Dataset records —
-=-=-
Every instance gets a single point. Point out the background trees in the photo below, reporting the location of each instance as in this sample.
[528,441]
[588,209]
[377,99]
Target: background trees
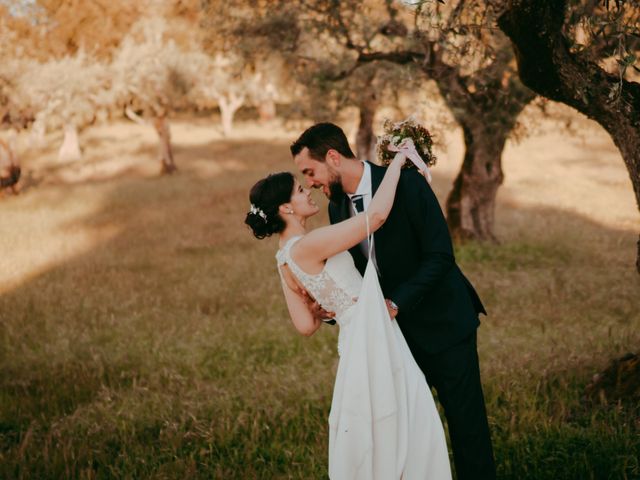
-=-=-
Task details — A verbatim copy of all the records, minus the pictures, is the expected answer.

Your response —
Every instance gets a single point. Point out the background trees in the photo below, reporting the location of each instance as in this sample.
[528,441]
[588,209]
[377,99]
Target: background trees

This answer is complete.